The last entry I had started spinning 2 colors of Corriedale blends. The blue aqua is 55/45 Corriedale and fawn Suri alpaca and the grey is 50/50 Corriedale and grey Suri alpaca. I also had that skein of silk dyed by Dicentra. My original plan of spinning all singles and then plying 1/4 each grey/blue, grey/grey, blue/blue, and a blue/grey/silk sort of happened.
I ended up with 10.5 oz of 1086 yards in 6 skeins. Starting from the left: 2 ply aqua, 2 ply aqua/silk, 2 ply aqua/grey, 3 ply aqua/grey/silk, 2 ply grey/silk, and finally 2 ply grey. No sure what it will turn into yet, but it is quite lovely! Maybe a large lacy shawl. But then again, a rosepath twill woven shawl might be just the thing! Make this the warp and black silk or Tencel for the weft.
The next spin I’ve been working on is Australian grey Merino. This was a lovely grease fleece that I ordered along with some other fibers, in particular, lapp silk which is another story. I scoured the fleece and carded it with my Pat Green drum carder. I left a bit of the grease in so the spinning was easy and the fibers didn’t slip away from me. It is a dark variable grey at about 40wpi. I only have about 8 oz of this lovely fleece. So I am also spinning 50/50 yak/silk at the same weight to ply with the Merino. I found that cross lacing on the flier eased the draw in so I can spin even finer without working too hard on it. So far, I have 2 bobbins of the Merino and about 1/4 of the yak/merino. Off to spin the rest of the bobbin so I can ply the Merino with the yak/silk and see how I like it. But, what is not to like!

→ **JOB 1**
Reproduce the records between the line holding "Query: chain link fence" and the end of the records, inclusive.
The text and the records have nothing to do with each other.

→ **TASK MATERIAL**

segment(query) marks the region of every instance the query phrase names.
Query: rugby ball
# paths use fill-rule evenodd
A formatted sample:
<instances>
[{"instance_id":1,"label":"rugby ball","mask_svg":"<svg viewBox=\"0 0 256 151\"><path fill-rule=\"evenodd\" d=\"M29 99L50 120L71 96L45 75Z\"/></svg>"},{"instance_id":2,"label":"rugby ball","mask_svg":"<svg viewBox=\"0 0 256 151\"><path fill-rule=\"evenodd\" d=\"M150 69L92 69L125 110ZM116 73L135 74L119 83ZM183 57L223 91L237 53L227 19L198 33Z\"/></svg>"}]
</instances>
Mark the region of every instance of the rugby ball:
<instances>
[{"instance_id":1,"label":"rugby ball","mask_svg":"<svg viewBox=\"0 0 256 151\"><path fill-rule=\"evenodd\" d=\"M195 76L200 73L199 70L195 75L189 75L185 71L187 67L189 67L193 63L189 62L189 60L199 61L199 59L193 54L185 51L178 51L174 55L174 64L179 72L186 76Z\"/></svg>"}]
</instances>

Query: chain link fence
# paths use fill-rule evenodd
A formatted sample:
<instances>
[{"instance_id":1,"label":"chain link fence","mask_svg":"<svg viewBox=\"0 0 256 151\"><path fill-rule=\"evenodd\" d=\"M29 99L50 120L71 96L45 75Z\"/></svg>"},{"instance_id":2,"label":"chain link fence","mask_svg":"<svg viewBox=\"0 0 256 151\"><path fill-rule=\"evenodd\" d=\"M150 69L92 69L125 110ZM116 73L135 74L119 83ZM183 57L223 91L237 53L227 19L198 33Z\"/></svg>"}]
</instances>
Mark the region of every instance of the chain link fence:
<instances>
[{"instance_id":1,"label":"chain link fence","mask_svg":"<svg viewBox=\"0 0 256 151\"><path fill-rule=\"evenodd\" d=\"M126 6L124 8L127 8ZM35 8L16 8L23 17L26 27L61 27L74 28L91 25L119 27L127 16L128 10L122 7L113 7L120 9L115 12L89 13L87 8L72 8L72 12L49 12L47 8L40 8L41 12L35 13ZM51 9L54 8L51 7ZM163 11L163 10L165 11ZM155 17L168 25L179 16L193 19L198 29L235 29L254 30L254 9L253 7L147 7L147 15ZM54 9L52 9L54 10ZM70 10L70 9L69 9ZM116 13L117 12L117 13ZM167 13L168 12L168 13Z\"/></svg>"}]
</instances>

→ **JOB 2**
Continue the handspinning blog post from the point where it stops.

→ **EXERCISE RESULT 1**
Query: chain link fence
# paths use fill-rule evenodd
A formatted sample:
<instances>
[{"instance_id":1,"label":"chain link fence","mask_svg":"<svg viewBox=\"0 0 256 151\"><path fill-rule=\"evenodd\" d=\"M29 99L50 120L71 96L45 75Z\"/></svg>"},{"instance_id":2,"label":"chain link fence","mask_svg":"<svg viewBox=\"0 0 256 151\"><path fill-rule=\"evenodd\" d=\"M150 69L92 69L125 110ZM116 73L135 74L119 83ZM183 57L223 91L237 53L227 19L198 33Z\"/></svg>"}]
</instances>
Mark the region of every instance of the chain link fence:
<instances>
[{"instance_id":1,"label":"chain link fence","mask_svg":"<svg viewBox=\"0 0 256 151\"><path fill-rule=\"evenodd\" d=\"M126 6L124 8L127 8ZM35 8L16 8L23 17L26 27L61 27L74 28L91 25L119 27L127 16L128 10L122 7L113 7L120 9L115 12L89 13L87 8L72 8L72 12L49 12L47 8L40 8L41 12L35 13ZM51 9L54 8L51 7ZM163 11L163 10L165 11ZM155 17L168 25L179 16L193 19L198 29L235 29L254 30L254 9L253 7L147 7L147 15ZM54 9L52 9L54 10ZM70 10L70 9L69 9ZM116 13L117 12L117 13ZM167 13L168 12L168 13Z\"/></svg>"}]
</instances>

→ **EXERCISE RESULT 2**
Ginger writes: Why do you spin? Why in this day and age of readily available, immediate gratification yarn stores and online shops would you want to spin individual strands of fibers into yarn?
Me? Why do I spin? There are reasons I can delineate and many others I simply cannot.
I spin to produce the specific yarn I want for a specific project. Sometimes I find a pattern that I particularly like and plan out the yarn I will use. I select the fleece, wash, dye, card, and then spin to the weight I want. I like to select the different fibers, blend them, and plan out the yarn in advance. Or I select the roving I like that is the appropriate fiber content for the project, sometimes already dyed, sometimes not. I figure how much I am going to need and while I am spinning the yarn I review the pattern to decide how much modification it needs. More often I write my own pattern. You cannot get this kind of start-to-finish satisfaction in store bought yarns. But this is not the primary reason I spin yarn.
I spin because I am very tactile. I love the feel of the fibers, especially very soft fleeces still warm from the sheep or alpaca they were just sheared off of. I love the sensation of warmth or coolness the fibers exhibit. I love the sweet hay smell and feel of lanolin from a clean, fresh sheep fleece. I am amazed as I watch the twist capture fragile individual fibers and make them into a strong, stable yarn. Fiber is a feast for all the senses, except perhaps taste!
I spin to connect with a distant past that is very hard to define. When I spin, I feel a connecting thread that stretches back through time and space to the first woman who figured it out. I feel as if I can close my eyes, open them, and be in some other time and place and I would not be surprised at all! As the fibers flow through my fingers, I experience an internal calm that is unique to this particular activity. Spinning feels as natural to me as walking. I am sometimes amazed that I have not done it my whole life, only the last 30 years! Spinning is my Zen. It quiets and calms my mind. The day’s tension drains away as I spin.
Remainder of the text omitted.